Problem details
Verbatim output of the full listing is required.

══ Raw data ══

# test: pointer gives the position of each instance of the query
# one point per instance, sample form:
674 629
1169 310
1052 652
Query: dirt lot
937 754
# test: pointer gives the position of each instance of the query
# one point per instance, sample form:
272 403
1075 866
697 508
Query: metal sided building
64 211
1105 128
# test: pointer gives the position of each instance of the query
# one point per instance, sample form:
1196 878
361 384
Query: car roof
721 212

═══

Answer for this exercise
# test: pointer gives the position of each instance of the query
# one point per instance, sample form:
674 629
1169 310
1052 652
Query: dirt lot
937 754
# test: pointer gives the position of each instance of the query
# one point per instance, sample form:
272 403
1075 866
697 508
Query: metal sided building
64 211
1105 128
# test: pointer gives the position of each instance of the query
# one point per instance, sample form:
1196 878
361 384
Query: car roof
721 212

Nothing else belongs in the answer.